___ TEXT SHOWN ___

Tag Archives: deli

Vintner Wine Market

My wife and I strolled by this cool spot on Sunday and popped in for a beer and a sandwich. Vintner Wine Market sports hundreds of cool and unique beer selections in their fridges, as well as wines (by the glass and bottle). But what really got my attention was the roast beef sandwich.

This baby comes with horseradish cheddar, mayo and red onion. Simple and delicious. And the baguette was nice and fresh.

Good sized sandwich. We will be back here for sure.

VINTNER WINE MARKET
677 9th Ave
New York, NY 10036

Lioni

Lioni is a famous place in Bensonhurst for sandwiches, mozzarella, and generally any Italian food specialties.

My wife and I stopped in here on the recommendation of a friend who grew up across the street. We ordered two sandwiches:

The Sophia Loren (#12) was made with prosciutto, fresh Lioni mozzarella, stuffed sweet peppers, lettuce, olive oil, salt and pepper.

This thing was awesome. At $16 and over a foot long it can feed two people with ease. The bread was superb, and the meat quality was awesome – no stringy bits, which is sometimes common with average, run of the mill prosciutto. They only use the good stuff here.

The other sandwich was one I concocted myself – generally a no-no in here as they like you to order by number (they have about 300 different sandwiches on the menu). It was bresaola, banana peppers and provolone.

The bresaola was incredible. This one cost $19 and that’s because the bresaola was so top notch. I’ve never had better. The sandwich, however, needed some kind of sauce or hydrating ingredient. I added a spicy honey at home and that seemed to do the trick nicely.

I highly recommend this deli. Great sandwiches!

LIONI
7803 15th Ave
Brooklyn, NY 11228

Perdinci Meats

I discovered Perdinci Meats at a food show in the Javitz center. I contacted their representative because I was really blown away by the quality of their meats, especially the dried, cured pork loin, or lonza. They sent me a variety pack of sample meats, including salami, guanciale (pork cheek), pork belly, that delicious lonza, and some softer spreadables like nduja and finocchiola.

___

In the deli reviews above, list every item named as part of the variety pack that Perdinci Meats sent.

___ DATA EXTRACT ___

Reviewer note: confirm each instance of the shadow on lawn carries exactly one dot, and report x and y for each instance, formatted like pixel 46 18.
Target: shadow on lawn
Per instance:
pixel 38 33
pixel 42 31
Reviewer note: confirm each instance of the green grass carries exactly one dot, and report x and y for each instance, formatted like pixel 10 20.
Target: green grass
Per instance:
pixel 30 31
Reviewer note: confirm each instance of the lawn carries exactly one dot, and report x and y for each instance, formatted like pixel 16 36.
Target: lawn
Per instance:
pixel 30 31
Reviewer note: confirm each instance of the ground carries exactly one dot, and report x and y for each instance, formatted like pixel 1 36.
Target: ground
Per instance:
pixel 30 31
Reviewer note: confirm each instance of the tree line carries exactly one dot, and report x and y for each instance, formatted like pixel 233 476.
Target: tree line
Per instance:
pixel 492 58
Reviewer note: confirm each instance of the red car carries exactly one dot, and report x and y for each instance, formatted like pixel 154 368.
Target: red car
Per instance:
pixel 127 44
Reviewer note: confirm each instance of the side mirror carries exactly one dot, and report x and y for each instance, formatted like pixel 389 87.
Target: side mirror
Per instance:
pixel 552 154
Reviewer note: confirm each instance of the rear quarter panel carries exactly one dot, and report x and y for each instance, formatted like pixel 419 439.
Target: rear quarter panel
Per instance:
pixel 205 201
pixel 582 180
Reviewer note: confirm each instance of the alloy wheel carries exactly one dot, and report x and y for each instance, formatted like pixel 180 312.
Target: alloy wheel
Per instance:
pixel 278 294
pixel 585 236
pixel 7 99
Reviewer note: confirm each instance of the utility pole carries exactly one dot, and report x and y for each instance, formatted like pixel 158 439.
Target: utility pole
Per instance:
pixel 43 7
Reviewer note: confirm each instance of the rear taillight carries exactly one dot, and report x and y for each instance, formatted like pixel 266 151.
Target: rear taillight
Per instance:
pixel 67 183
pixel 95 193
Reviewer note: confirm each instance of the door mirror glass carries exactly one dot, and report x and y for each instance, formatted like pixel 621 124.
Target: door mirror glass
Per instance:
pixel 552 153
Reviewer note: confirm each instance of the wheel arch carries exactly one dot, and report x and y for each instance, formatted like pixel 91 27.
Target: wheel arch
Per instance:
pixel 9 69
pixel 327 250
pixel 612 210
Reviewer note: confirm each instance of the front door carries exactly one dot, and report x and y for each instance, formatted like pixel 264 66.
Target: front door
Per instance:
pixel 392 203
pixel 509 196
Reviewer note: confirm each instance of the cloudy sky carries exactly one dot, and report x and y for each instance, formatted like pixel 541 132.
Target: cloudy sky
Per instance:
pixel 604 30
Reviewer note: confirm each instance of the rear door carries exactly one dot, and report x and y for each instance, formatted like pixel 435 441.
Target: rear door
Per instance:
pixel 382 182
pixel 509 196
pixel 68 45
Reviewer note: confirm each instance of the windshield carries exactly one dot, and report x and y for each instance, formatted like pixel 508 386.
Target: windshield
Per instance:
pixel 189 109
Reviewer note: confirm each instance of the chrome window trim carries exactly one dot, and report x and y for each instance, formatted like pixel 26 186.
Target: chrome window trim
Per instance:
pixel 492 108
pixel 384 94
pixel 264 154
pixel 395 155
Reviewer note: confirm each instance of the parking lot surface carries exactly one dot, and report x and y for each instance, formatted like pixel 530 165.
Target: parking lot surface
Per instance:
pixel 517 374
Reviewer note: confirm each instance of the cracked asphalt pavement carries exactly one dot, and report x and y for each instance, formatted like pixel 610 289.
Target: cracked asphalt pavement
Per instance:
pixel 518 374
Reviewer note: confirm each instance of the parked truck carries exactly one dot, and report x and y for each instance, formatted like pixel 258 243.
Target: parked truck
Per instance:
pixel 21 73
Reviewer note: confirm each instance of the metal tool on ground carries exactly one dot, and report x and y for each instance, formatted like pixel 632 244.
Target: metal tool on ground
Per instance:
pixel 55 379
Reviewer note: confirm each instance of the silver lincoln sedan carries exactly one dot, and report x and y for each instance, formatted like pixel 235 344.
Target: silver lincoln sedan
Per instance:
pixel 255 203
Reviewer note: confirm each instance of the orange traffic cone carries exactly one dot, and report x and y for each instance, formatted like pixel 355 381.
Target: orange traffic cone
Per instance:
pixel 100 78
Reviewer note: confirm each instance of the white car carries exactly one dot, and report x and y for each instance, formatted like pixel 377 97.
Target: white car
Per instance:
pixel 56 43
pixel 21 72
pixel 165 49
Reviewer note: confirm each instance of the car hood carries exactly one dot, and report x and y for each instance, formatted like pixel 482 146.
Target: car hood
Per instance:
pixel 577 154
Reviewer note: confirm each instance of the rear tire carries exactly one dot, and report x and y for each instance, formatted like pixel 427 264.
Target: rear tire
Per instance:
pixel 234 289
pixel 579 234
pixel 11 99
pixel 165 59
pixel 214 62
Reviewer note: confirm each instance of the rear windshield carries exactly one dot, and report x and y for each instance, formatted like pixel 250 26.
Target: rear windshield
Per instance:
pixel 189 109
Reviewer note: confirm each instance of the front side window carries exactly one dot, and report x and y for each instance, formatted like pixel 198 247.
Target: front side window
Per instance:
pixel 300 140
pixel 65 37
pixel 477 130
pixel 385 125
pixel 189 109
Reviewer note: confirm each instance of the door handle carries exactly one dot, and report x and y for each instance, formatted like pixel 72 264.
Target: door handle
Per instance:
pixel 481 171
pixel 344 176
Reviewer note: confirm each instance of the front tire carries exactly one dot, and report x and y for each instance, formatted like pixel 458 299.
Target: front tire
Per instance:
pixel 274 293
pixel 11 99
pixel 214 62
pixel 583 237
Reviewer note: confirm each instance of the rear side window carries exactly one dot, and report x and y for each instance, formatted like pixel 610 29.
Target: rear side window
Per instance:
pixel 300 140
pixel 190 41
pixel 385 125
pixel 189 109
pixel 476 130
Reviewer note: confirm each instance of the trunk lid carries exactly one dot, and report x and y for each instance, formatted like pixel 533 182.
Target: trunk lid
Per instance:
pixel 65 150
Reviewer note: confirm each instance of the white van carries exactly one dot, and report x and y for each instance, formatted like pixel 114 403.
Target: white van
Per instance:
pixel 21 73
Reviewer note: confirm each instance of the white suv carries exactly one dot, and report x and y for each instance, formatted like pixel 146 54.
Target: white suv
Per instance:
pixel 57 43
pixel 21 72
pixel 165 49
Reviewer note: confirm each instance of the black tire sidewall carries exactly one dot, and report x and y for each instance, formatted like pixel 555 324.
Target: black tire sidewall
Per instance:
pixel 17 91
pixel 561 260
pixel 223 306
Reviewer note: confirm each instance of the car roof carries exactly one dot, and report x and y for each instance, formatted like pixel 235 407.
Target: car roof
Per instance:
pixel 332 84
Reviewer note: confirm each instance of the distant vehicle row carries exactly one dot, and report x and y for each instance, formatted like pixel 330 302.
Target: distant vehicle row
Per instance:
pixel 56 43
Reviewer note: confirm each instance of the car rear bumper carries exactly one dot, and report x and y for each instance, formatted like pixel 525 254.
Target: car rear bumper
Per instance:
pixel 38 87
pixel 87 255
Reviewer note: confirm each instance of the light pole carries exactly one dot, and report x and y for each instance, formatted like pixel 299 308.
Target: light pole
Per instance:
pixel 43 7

___

_REPLY_: salami, guanciale (pork cheek), pork belly, lonza, nduja, finocchiola